**WHAT THE EXERCISE ASKS:** Nothing in the records should change; write them all out again.

**SUPPLIED MATERIAL:**
####

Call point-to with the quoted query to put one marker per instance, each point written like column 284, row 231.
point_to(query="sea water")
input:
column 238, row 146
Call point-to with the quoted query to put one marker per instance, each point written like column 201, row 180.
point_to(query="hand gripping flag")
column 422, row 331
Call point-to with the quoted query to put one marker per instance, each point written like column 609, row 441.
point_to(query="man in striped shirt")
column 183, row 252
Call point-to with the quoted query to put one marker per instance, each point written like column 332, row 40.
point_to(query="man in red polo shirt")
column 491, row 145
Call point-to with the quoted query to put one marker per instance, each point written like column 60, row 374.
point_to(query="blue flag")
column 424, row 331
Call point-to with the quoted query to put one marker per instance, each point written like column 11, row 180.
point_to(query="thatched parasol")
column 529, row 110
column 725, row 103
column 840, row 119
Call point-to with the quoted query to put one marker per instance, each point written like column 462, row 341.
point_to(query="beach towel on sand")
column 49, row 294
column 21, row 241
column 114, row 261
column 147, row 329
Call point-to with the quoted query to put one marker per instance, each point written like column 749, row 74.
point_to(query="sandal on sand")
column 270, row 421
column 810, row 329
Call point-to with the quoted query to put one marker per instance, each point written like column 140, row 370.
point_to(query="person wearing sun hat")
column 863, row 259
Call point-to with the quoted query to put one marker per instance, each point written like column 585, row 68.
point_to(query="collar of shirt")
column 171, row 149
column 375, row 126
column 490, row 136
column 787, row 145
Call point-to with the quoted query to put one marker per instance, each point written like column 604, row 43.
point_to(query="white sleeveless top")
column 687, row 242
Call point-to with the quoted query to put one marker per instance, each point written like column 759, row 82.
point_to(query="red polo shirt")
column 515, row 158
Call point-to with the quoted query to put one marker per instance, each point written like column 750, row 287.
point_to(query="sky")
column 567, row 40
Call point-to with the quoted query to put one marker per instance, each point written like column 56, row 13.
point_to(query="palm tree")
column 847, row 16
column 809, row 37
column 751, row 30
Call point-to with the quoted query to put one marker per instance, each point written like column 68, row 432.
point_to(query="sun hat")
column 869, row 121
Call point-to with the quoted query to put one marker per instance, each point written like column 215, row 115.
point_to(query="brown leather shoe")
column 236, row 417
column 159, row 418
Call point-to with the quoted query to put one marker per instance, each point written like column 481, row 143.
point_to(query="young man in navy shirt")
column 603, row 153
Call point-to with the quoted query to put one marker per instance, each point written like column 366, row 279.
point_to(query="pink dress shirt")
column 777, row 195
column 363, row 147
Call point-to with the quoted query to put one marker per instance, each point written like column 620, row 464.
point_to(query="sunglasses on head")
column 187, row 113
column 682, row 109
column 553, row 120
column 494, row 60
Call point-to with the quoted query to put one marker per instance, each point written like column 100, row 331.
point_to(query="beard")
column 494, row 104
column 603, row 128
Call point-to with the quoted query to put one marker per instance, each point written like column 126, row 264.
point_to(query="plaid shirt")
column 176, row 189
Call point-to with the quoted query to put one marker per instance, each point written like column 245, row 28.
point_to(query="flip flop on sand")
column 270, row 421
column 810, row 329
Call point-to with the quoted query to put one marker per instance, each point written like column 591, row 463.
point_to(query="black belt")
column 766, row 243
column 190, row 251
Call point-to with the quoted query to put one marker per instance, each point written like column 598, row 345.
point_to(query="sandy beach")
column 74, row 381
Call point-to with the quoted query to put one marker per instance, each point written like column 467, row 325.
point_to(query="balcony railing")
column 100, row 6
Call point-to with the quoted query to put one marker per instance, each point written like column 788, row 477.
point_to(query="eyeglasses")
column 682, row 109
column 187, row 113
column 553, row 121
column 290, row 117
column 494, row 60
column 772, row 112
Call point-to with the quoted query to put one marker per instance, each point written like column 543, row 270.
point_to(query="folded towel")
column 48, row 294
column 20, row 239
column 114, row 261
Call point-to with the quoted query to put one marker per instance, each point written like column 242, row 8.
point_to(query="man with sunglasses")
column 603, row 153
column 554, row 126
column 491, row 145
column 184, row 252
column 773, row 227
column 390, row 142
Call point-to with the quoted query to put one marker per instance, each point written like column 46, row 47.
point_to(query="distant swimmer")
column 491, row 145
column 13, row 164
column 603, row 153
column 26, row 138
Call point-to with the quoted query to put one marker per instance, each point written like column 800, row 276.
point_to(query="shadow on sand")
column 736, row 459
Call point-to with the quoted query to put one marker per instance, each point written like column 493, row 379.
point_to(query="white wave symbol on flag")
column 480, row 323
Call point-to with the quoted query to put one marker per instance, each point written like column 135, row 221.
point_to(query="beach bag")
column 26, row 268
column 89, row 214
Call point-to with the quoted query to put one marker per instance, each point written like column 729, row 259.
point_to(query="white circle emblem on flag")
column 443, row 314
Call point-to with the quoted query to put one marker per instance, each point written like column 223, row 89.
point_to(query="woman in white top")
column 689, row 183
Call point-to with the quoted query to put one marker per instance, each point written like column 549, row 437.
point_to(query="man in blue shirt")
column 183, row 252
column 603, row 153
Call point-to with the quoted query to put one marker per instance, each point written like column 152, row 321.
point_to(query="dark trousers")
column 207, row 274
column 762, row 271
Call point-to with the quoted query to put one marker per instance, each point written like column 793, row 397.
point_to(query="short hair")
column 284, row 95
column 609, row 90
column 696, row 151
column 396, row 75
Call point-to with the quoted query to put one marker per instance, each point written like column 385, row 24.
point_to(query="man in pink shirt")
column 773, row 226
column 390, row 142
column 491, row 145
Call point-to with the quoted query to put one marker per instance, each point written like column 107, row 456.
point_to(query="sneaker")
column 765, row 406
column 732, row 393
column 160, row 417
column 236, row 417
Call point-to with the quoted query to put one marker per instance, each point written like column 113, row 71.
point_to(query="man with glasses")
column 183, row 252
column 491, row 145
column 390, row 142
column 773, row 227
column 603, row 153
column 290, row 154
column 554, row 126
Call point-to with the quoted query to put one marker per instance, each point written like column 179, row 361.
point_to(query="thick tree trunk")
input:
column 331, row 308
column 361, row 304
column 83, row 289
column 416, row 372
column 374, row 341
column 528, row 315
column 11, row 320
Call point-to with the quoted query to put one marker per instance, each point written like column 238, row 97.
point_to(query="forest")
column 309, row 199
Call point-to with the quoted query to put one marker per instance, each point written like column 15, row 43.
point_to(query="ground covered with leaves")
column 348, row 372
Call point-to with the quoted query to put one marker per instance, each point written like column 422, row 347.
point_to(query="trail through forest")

####

**WRITTEN ANSWER:**
Call point-to with the quoted query to put one marker per instance, each point written like column 284, row 231.
point_to(query="sea water")
input:
column 238, row 146
Call point-to with the quoted query to put one marker per instance, each point written like column 201, row 180.
point_to(query="hand gripping flag")
column 422, row 331
Call point-to with the quoted query to put one marker per instance, each point written like column 609, row 441.
point_to(query="man in striped shirt")
column 183, row 252
Call point-to with the quoted query to put one marker per instance, each point written like column 332, row 40.
point_to(query="man in red polo shirt")
column 491, row 145
Call point-to with the quoted query to put one marker per instance, each point written like column 60, row 374.
point_to(query="blue flag")
column 424, row 331
Call point-to with the quoted query to put one marker per instance, each point written like column 11, row 180.
point_to(query="thatched parasol")
column 529, row 110
column 725, row 103
column 840, row 119
Call point-to with the quoted query to put one marker per instance, each point written like column 462, row 341.
point_to(query="beach towel on sand")
column 49, row 294
column 21, row 241
column 114, row 261
column 147, row 329
Call point-to with the quoted query to put one marker per instance, each point written like column 749, row 74.
point_to(query="sandal on sand")
column 270, row 421
column 810, row 329
Call point-to with the quoted query to put one marker per instance, each point written like column 140, row 370.
point_to(query="person wearing sun hat")
column 863, row 259
Call point-to with the quoted query to put one marker per instance, each point written like column 585, row 68.
point_to(query="collar of shirt")
column 171, row 149
column 375, row 126
column 490, row 136
column 787, row 145
Call point-to with the quoted query to put one marker per instance, each point written like column 604, row 43.
point_to(query="white sleeveless top")
column 687, row 242
Call point-to with the quoted query to put one marker per instance, each point written like column 759, row 82.
point_to(query="red polo shirt")
column 515, row 158
Call point-to with the quoted query to put one marker per instance, each point written like column 750, row 287.
point_to(query="sky")
column 567, row 40
Call point-to with the quoted query to put one marker per instance, each point written like column 56, row 13.
point_to(query="palm tree")
column 847, row 16
column 809, row 37
column 751, row 30
Call point-to with the quoted query to put one marker per instance, each point written like column 68, row 432.
point_to(query="sun hat")
column 869, row 121
Call point-to with the quoted query to put one marker per instance, each point written like column 215, row 115.
point_to(query="brown leather shoe")
column 236, row 417
column 159, row 418
Call point-to with the quoted query to put one marker per instance, each point written like column 481, row 143.
point_to(query="young man in navy shirt")
column 603, row 153
Call point-to with the quoted query to put one marker per instance, each point written like column 366, row 279.
point_to(query="pink dress shirt")
column 777, row 195
column 363, row 147
Call point-to with the quoted query to put one marker per instance, each point written like column 620, row 464.
point_to(query="sunglasses on head")
column 187, row 113
column 682, row 109
column 553, row 120
column 494, row 60
Call point-to with the quoted query to put one marker per instance, each point written like column 100, row 331.
point_to(query="beard")
column 494, row 104
column 603, row 128
Call point-to with the quoted query to put one marker per instance, each point written like column 126, row 264.
point_to(query="plaid shirt")
column 176, row 189
Call point-to with the quoted query to put one marker per instance, each point written like column 245, row 28.
point_to(query="flip flop on sand")
column 270, row 421
column 810, row 329
Call point-to with the quoted query to put one marker per instance, each point written like column 591, row 463.
point_to(query="black belt")
column 766, row 243
column 190, row 251
Call point-to with the quoted query to put one marker per instance, each point written like column 598, row 345.
point_to(query="sandy beach")
column 74, row 381
Call point-to with the quoted query to put one marker per instance, each point written like column 467, row 325.
point_to(query="balcony railing")
column 100, row 6
Call point-to with the quoted query to put one marker per instance, each point written like column 788, row 477.
point_to(query="eyeglasses")
column 682, row 109
column 187, row 113
column 553, row 121
column 290, row 117
column 494, row 60
column 772, row 112
Call point-to with the quoted query to put one marker per instance, each point written like column 543, row 270.
point_to(query="folded towel")
column 48, row 294
column 20, row 239
column 114, row 261
Call point-to with the quoted query to put one marker per instance, each point written like column 242, row 8.
point_to(query="man with sunglasses")
column 603, row 153
column 554, row 126
column 491, row 145
column 184, row 252
column 773, row 227
column 390, row 142
Call point-to with the quoted query to put one marker per instance, each point written like column 46, row 47.
point_to(query="distant swimmer")
column 491, row 145
column 13, row 164
column 603, row 153
column 26, row 138
Call point-to with the quoted query to put one marker per instance, each point written like column 800, row 276.
point_to(query="shadow on sand")
column 736, row 459
Call point-to with the quoted query to put one marker per instance, each point written like column 493, row 379.
point_to(query="white wave symbol on flag")
column 480, row 323
Call point-to with the quoted query to put one marker per instance, each point written like column 135, row 221.
point_to(query="beach bag")
column 26, row 268
column 89, row 214
Call point-to with the quoted query to put one marker per instance, each point written like column 729, row 259.
point_to(query="white circle emblem on flag")
column 443, row 314
Call point-to with the quoted query to put one marker per instance, each point written like column 223, row 89.
point_to(query="woman in white top")
column 689, row 183
Call point-to with the quoted query to put one marker per instance, each point written like column 549, row 437.
point_to(query="man in blue shirt")
column 183, row 252
column 603, row 153
Call point-to with the quoted query to put one marker per instance, each point written like column 152, row 321.
point_to(query="dark trousers")
column 207, row 274
column 762, row 271
Call point-to with the quoted query to put one marker per instance, each point written like column 793, row 397.
point_to(query="short hair")
column 284, row 95
column 609, row 90
column 696, row 151
column 396, row 75
Call point-to with the quoted query to put one marker per instance, each point written like column 385, row 24.
point_to(query="man in pink shirt")
column 773, row 226
column 390, row 142
column 491, row 145
Call point-to with the quoted query to put one marker per instance, each point written like column 107, row 456.
point_to(query="sneaker")
column 765, row 406
column 732, row 393
column 160, row 417
column 236, row 417
Call point-to with the quoted query to put one marker per instance, each point written like column 113, row 71.
point_to(query="man with glasses")
column 183, row 252
column 491, row 145
column 390, row 142
column 773, row 227
column 603, row 153
column 290, row 154
column 554, row 126
Call point-to with the quoted query to put one marker per instance, each point written like column 179, row 361.
point_to(query="thick tree trunk")
input:
column 331, row 308
column 361, row 304
column 83, row 289
column 416, row 372
column 374, row 341
column 528, row 315
column 11, row 320
Call point-to with the quoted query to put one marker per instance, each point written like column 238, row 97.
point_to(query="forest")
column 309, row 199
Call point-to with the quoted query to put one marker per instance, each point written like column 15, row 43.
point_to(query="ground covered with leaves")
column 348, row 372
Call point-to with the quoted query to put one marker per instance, each point written like column 422, row 347.
point_to(query="trail through forest")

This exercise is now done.